━━ ENTRIES PROVIDED

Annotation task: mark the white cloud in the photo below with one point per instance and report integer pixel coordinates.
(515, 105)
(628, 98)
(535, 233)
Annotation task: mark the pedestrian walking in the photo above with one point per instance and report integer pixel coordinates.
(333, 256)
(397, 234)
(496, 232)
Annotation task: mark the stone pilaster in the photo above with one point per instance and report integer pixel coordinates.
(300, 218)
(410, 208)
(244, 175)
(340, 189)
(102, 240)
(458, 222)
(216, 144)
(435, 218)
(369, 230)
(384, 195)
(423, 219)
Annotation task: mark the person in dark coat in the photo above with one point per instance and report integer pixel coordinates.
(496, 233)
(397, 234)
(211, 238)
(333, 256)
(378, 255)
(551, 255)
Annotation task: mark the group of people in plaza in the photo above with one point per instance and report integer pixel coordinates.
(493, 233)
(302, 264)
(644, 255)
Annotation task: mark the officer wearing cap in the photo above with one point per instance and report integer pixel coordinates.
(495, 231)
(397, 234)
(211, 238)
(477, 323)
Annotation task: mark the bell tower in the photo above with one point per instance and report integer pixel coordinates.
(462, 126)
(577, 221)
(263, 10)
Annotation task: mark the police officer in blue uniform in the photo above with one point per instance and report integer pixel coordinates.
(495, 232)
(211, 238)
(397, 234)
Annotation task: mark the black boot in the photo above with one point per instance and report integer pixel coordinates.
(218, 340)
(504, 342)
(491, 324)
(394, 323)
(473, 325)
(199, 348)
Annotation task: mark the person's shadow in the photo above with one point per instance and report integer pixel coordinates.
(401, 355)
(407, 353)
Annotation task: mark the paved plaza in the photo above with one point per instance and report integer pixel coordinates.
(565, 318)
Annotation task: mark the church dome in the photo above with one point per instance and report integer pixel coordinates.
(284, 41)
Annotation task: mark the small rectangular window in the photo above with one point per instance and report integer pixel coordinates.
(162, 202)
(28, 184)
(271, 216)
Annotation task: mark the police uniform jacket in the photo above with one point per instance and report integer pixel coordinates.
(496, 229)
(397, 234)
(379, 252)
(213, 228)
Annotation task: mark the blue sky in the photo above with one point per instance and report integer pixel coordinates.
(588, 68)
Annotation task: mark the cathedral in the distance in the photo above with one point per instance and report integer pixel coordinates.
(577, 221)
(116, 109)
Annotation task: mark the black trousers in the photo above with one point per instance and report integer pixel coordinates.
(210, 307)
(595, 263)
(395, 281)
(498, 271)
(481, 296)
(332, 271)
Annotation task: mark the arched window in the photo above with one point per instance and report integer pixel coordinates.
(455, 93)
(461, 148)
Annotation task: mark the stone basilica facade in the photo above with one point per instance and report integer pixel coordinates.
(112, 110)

━━━━

◆ WORK ORDER
An exact reproduction of all the entries above is the expected answer.

◆ PROBLEM SOLUTION
Annotation task: mark the white cloud in the photo below with one point per instance and report integer pixel coordinates.
(515, 105)
(628, 98)
(535, 233)
Annotation task: mark the pedestrian walking in the photo above with one point per instance and report integer pixel coordinates.
(333, 256)
(397, 234)
(496, 232)
Annotation task: mark the stone pilaster in the photo above with one point per instance and report integer pixel coordinates.
(300, 218)
(410, 208)
(244, 175)
(340, 189)
(102, 240)
(458, 222)
(216, 144)
(435, 218)
(369, 230)
(384, 195)
(423, 219)
Annotation task: mark the person in dark coat in the photo above with one point per instance and report integer pixel coordinates.
(496, 233)
(397, 234)
(211, 238)
(333, 256)
(378, 255)
(551, 255)
Annotation task: mark the group of people in plaza in the photo above with one point per instance and report integer pixel coordinates.
(493, 233)
(302, 264)
(644, 255)
Annotation task: mark the officer wearing cap in the photo above with one point per instance and report integer pixel coordinates.
(495, 231)
(397, 234)
(211, 238)
(477, 323)
Annotation task: mark the bell tower in the photo above with one point per instance and report integer pixel coordinates.
(462, 126)
(577, 221)
(263, 10)
Annotation task: mark the police officer in blue uniform in the photo above with one point per instance and report integer pixel coordinates.
(495, 232)
(211, 238)
(397, 234)
Annotation task: mark the black boot in the photo above with one point per instance and report integer pixel coordinates.
(218, 340)
(504, 342)
(491, 324)
(394, 323)
(473, 325)
(199, 348)
Annotation task: mark the person's shadow in the photo above with one point per instance and report integer pixel coordinates.
(401, 355)
(407, 353)
Annotation task: mark the paved plaza in the photo above with one point per instance and report integer pixel coordinates.
(565, 318)
Annotation task: mark the church dome in the photo above with one point per instance and report integer pixel coordinates.
(284, 41)
Annotation task: mark the small rectangular window in the photo above with one point per instance and report integer pixel coordinates.
(162, 202)
(28, 184)
(271, 216)
Annotation task: mark the police uniform jacket in the photo above with one point per instance and report integer pixel coordinates.
(496, 229)
(397, 234)
(379, 252)
(213, 228)
Annotation task: mark the blue sky in the photo above with one point per instance and report integer pixel coordinates.
(588, 68)
Annotation task: mark the cathedral in the distance in the photo above with one point per instance and report integer pixel coordinates.
(577, 221)
(116, 109)
Annotation task: mark the black trousers in the photo above with one point per instance and report integer pixel coordinates.
(210, 307)
(595, 263)
(395, 281)
(498, 271)
(481, 296)
(332, 271)
Annotation task: mark the arched window in the photo above with one point per instance and report integer pixel coordinates.
(455, 93)
(461, 148)
Annotation task: mark the stone basilica facade in the photo above with one point per instance and report integer pixel coordinates.
(112, 110)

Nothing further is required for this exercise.